++++ Dataset
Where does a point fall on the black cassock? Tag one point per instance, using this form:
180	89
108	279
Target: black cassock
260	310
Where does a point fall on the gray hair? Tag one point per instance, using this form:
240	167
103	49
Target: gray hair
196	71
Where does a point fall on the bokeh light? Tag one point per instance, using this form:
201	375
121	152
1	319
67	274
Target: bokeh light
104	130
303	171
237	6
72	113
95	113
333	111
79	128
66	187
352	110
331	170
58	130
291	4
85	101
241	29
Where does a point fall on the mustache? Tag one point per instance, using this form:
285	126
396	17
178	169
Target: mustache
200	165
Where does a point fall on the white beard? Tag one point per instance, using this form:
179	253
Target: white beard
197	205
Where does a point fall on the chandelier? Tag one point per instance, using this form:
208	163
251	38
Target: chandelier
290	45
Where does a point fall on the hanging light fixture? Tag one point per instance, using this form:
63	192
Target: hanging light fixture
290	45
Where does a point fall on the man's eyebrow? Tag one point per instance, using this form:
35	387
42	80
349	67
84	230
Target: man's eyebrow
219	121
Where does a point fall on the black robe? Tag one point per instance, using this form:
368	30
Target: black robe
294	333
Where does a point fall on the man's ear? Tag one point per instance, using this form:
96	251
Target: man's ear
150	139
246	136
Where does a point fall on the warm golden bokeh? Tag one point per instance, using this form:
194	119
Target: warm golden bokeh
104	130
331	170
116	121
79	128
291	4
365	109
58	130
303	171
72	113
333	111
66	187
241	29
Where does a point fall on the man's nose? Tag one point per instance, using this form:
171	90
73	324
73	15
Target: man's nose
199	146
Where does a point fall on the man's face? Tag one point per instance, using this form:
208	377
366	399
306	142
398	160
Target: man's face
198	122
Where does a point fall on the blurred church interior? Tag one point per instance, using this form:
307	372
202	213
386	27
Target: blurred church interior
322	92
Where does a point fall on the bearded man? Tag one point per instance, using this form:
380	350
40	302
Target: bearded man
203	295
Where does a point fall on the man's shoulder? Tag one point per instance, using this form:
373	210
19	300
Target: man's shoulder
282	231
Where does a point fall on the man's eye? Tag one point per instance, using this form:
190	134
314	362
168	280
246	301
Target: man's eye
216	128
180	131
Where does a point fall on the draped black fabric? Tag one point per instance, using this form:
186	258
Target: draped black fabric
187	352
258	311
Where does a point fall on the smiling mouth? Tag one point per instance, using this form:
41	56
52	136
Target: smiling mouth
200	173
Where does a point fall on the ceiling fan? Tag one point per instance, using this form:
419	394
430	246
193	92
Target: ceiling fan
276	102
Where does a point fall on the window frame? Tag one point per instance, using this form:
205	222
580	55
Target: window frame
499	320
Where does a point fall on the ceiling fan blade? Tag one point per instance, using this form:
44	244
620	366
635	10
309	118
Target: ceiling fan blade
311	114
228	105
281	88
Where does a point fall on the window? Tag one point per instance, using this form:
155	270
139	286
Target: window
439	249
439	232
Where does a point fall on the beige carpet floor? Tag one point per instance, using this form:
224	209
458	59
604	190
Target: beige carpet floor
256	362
++++++++
Task requirements ▸
Exact copies of all the entries above are to be printed.

Answer to this problem ▸
Where does a point fall on the black cassock? Tag one point per instance, using this form:
180	89
108	279
Target: black cassock
260	310
Where does a point fall on the gray hair? Tag one point per instance, using this form:
240	167
103	49
Target: gray hair
196	71
Where does a point fall on the bokeh light? Tag one point per instance, using this form:
201	375
121	152
1	319
67	274
Target: bokeh light
104	130
303	171
237	6
72	113
95	113
333	111
79	128
66	187
352	110
331	170
58	130
291	4
85	101
241	29
Where does a point fall on the mustache? Tag one point per instance, using this form:
285	126
396	17
178	169
Target: mustache
200	165
Where does a point fall on the white beard? Tag one point per instance, using this form:
179	253
Target: white beard
197	205
Where does a point fall on the chandelier? Tag one point per instance, using this form:
208	163
251	38
Target: chandelier
290	45
Where does a point fall on the hanging light fixture? Tag one point per instance, using this form:
63	192
Target: hanging light fixture
290	45
Where does a point fall on the man's eyebrow? Tag one point per instance, using this form:
35	387
42	80
349	67
84	230
Target: man's eyebrow
219	121
Where does a point fall on the black robe? Tag one point per instance, using this form:
368	30
Target: black robe
294	333
Where does a point fall on the man's ear? Tag one point per instance, using this form:
96	251
Target: man's ear
150	139
246	136
Where does a point fall on the warm golden bokeh? Tag one point per instance, using this form:
194	119
Target: warm golden bokeh
104	130
331	170
116	121
79	128
291	4
365	109
58	130
303	171
72	113
333	111
66	187
241	29
Where does a point fall on the man's nose? Tag one point per instance, using this form:
171	90
73	324
73	15
Target: man's nose
199	146
Where does a point fall on the man's face? Tag one point per instance, using this form:
208	377
366	399
306	142
398	160
Target: man's face
198	122
Where does a point fall on the blurred church interior? Tag one point per instance, using this form:
307	372
202	213
386	27
Target: blurred church interior
322	92
Where does a point fall on the bearded man? Tag one point per instance, using this form:
380	350
40	302
Target: bearded man
203	295
Where does a point fall on the man's shoulder? Tag one point per instance, using this form:
373	210
19	300
Target: man's shoulder
282	231
Where does a point fall on the man's eye? Tag one point per instance, using this form:
190	134
314	362
168	280
246	301
Target: man's eye
216	128
180	131
Where does a point fall on the draped black fabric? Tag one point per instance, using this form:
186	258
Target: draped black fabric
187	352
258	311
Where does a point fall on the smiling mouth? Tag one point per instance, using this form:
41	56
52	136
Target: smiling mouth
200	173
Where does a point fall on the ceiling fan? Tag one point per instance, using this form:
419	394
430	246
193	92
Target: ceiling fan
276	102
Where does a point fall on the window frame? Tag one point per instance, using this form:
205	222
580	55
Target: window frame
499	320
Where does a point fall on the ceiling fan blade? Tag one point per instance, using this form:
44	244
620	366
635	10
309	118
Target: ceiling fan blade
311	114
228	105
281	88
Where does a point fall on the window? Tag one point per instance, using this form:
155	270
139	286
Target: window
439	249
439	232
Where does a point fall on the beige carpet floor? Tag one point per instance, using this form:
224	209
458	59
604	190
Target: beige carpet floor
256	362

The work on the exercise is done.